# Task to complete:
Each line from the one with "Query: man's hand" through the last line of the records must be output exactly, both ends included.

---- Data for review

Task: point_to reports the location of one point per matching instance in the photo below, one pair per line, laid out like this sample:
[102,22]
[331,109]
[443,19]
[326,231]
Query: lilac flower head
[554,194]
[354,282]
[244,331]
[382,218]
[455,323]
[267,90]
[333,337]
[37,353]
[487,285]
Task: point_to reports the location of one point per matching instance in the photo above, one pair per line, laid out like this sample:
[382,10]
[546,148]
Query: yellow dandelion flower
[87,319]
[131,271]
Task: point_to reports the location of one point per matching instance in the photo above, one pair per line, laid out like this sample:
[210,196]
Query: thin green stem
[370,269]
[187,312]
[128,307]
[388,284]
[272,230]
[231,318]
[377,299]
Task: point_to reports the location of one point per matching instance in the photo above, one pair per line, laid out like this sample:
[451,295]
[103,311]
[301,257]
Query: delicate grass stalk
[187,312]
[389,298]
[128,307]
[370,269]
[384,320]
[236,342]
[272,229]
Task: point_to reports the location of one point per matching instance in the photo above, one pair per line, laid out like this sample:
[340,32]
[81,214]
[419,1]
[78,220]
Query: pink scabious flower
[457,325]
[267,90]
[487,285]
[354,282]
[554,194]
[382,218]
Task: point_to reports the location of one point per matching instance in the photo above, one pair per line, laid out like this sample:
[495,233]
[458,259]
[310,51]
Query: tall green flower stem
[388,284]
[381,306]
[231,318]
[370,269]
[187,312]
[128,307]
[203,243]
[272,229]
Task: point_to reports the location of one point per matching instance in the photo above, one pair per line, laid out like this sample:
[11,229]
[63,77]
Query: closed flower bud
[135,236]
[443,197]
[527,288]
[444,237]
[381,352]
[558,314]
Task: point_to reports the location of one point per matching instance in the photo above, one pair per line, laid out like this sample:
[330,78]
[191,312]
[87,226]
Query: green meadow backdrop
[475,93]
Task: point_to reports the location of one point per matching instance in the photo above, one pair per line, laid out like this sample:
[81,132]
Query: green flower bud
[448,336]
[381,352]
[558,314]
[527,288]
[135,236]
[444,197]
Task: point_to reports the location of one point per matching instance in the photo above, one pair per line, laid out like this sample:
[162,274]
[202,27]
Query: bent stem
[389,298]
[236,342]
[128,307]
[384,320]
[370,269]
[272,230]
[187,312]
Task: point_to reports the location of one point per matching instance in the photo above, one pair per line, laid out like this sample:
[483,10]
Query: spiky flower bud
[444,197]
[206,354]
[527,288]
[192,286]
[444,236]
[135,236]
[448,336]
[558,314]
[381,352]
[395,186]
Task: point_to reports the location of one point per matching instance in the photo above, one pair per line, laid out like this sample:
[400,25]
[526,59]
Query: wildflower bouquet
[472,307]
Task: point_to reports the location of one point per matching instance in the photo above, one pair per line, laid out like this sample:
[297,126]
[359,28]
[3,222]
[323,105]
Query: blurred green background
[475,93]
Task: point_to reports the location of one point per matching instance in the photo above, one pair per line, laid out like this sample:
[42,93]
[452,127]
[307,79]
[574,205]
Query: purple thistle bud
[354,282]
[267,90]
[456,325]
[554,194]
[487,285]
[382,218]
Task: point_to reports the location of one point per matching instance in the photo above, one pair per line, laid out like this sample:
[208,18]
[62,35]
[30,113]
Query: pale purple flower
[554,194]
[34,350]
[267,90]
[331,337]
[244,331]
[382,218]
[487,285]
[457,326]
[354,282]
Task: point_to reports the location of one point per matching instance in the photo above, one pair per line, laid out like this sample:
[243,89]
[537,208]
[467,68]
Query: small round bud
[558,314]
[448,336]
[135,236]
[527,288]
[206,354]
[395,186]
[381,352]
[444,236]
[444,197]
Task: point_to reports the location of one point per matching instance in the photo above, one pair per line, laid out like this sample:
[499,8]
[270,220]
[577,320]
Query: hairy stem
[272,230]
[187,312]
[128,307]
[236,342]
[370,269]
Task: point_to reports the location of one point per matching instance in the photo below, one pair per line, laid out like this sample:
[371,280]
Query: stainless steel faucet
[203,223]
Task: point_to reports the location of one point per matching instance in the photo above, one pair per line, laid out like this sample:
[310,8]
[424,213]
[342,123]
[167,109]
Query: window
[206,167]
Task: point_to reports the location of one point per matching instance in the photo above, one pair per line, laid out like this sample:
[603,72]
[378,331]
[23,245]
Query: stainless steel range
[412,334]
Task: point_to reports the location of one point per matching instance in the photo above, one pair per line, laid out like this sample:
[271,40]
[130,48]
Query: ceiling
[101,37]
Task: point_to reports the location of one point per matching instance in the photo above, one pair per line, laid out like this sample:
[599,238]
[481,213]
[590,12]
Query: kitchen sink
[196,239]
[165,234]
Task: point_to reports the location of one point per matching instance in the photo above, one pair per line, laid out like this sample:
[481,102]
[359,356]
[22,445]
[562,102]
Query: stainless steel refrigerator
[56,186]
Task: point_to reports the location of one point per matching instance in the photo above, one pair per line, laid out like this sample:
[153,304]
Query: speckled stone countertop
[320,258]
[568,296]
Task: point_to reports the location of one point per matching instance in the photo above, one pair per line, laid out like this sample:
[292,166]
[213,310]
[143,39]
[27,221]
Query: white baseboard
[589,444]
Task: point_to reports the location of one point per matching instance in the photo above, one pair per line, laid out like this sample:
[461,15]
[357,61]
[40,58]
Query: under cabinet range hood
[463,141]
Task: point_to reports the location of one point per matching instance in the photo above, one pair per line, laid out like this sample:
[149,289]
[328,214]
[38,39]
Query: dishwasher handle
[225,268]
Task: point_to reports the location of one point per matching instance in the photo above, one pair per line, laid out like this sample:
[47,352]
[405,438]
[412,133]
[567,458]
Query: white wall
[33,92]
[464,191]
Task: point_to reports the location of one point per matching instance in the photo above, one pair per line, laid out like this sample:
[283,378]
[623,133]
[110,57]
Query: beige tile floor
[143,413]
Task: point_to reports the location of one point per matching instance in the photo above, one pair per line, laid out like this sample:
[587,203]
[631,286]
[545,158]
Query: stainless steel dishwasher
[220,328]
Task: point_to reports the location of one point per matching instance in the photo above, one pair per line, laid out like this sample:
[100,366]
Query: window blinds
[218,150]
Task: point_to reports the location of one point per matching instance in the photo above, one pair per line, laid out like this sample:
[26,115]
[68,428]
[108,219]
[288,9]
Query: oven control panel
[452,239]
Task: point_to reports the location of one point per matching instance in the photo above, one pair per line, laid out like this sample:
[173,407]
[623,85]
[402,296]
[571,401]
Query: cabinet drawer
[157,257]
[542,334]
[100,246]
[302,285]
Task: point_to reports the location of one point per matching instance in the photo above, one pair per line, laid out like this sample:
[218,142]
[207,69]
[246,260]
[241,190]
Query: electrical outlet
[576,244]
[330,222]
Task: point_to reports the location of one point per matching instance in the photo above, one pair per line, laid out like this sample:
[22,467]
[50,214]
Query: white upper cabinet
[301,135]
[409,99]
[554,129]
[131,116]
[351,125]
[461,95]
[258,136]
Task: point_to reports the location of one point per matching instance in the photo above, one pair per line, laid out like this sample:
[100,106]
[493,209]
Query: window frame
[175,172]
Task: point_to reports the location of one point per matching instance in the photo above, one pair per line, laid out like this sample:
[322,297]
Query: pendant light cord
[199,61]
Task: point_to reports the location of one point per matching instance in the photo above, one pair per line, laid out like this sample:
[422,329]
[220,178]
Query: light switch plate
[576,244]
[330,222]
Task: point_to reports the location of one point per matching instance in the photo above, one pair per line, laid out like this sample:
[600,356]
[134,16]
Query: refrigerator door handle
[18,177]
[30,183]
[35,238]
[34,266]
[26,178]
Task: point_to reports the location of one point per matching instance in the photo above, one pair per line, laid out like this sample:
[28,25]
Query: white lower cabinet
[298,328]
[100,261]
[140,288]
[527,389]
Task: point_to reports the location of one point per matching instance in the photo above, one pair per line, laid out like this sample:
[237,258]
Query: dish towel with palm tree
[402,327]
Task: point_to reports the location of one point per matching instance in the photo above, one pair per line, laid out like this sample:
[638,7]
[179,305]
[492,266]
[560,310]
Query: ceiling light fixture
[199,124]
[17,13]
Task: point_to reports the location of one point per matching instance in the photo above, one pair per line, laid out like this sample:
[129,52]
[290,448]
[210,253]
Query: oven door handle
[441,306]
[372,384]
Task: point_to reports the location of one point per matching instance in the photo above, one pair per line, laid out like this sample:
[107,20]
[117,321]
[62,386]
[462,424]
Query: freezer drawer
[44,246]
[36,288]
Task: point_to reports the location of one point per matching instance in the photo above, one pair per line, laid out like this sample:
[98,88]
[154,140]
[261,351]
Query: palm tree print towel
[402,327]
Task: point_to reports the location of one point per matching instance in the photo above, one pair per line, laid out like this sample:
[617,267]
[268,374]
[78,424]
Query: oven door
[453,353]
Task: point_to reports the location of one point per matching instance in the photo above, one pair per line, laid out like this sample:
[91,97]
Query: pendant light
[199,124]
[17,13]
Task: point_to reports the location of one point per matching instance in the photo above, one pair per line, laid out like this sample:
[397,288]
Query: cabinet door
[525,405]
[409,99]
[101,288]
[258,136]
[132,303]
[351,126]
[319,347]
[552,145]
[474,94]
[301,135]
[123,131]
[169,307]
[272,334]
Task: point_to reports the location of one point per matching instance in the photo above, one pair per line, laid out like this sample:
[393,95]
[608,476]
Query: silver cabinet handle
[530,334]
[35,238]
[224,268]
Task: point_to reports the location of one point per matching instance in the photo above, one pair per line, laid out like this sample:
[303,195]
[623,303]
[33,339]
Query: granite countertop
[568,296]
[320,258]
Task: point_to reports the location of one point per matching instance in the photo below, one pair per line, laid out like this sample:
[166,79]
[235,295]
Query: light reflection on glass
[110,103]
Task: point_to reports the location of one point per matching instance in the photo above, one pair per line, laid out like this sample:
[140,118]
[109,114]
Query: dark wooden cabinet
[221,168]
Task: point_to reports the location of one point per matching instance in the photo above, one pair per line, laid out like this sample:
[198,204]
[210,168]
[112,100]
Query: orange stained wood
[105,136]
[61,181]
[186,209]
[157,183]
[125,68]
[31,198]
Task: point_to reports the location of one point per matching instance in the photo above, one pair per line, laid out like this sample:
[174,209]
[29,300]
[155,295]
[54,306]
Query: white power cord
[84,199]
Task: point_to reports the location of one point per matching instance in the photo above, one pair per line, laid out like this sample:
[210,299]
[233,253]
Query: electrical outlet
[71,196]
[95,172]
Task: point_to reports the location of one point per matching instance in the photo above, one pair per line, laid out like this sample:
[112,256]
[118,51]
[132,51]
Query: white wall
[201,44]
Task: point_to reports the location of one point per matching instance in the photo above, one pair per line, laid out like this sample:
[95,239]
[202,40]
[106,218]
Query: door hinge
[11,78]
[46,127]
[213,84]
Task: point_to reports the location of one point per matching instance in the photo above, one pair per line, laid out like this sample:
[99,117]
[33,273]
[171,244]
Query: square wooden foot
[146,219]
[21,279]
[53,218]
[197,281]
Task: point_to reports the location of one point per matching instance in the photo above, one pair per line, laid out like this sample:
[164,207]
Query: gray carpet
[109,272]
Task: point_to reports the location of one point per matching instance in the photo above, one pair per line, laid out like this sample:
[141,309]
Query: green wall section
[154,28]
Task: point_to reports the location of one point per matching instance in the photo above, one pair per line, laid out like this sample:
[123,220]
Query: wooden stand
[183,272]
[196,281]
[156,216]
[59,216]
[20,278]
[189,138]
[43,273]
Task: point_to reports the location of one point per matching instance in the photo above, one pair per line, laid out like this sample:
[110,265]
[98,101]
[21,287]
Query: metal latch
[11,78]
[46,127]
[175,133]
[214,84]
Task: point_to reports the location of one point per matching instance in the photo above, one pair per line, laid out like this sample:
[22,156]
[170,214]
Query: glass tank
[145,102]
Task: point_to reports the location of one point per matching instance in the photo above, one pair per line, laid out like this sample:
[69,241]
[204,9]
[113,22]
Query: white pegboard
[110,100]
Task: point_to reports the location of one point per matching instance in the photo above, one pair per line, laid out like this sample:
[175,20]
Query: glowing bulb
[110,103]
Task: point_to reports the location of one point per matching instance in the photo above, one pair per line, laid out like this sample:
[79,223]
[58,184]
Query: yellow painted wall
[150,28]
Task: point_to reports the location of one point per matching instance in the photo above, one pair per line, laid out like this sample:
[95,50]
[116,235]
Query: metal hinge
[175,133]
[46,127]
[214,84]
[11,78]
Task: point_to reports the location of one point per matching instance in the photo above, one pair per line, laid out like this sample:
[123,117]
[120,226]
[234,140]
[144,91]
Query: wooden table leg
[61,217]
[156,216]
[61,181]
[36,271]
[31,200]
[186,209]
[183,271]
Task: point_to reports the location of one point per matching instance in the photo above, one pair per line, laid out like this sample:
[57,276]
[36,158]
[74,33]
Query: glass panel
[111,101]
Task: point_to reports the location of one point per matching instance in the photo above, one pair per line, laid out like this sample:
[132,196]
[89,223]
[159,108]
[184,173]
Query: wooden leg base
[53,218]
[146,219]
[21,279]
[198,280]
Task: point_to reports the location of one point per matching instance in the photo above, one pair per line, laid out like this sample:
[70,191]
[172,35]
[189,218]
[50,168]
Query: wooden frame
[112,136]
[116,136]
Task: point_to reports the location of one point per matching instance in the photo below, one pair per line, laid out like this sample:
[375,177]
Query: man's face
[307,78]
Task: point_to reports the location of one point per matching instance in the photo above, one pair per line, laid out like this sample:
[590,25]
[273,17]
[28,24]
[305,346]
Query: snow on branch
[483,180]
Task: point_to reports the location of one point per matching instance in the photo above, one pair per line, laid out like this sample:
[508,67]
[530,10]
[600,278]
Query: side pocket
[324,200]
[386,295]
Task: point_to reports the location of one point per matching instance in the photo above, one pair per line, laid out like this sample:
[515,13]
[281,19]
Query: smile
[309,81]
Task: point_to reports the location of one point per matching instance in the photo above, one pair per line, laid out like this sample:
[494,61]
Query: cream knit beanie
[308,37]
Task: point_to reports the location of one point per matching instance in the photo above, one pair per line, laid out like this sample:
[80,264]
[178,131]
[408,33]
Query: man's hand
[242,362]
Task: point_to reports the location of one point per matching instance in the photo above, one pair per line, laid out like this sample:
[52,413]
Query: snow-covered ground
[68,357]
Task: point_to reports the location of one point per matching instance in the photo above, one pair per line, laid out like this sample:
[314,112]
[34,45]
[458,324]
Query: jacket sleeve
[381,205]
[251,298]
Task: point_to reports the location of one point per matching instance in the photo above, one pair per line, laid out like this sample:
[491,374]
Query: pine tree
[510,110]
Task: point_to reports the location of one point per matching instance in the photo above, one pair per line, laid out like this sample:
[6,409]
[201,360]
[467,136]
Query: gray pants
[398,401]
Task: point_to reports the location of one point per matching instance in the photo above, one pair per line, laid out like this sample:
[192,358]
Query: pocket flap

--------

# Exercise result:
Query: man's hand
[242,362]
Task: point_to reports the location of one point per matching instance in the photo above, one pair per line, laid out like this sample:
[52,413]
Query: snow-covered ground
[68,357]
Task: point_to reports the location of one point per matching instance in the photo above, one pair per line, laid out like this sample:
[314,112]
[34,45]
[458,324]
Query: jacket sleeve
[381,205]
[251,298]
Task: point_to reports the location of one point per matching instance in the photo above, one pair per line, laid out like this sample:
[491,374]
Query: pine tree
[510,110]
Task: point_to reports the location of one point per matching instance in the photo above, one pair per line, laid out like this sample:
[6,409]
[201,360]
[467,136]
Query: gray pants
[398,401]
Task: point_to reports the location of one point per matching instance in the photo above, one pair per line, laid out like this sample:
[192,358]
Query: pocket flap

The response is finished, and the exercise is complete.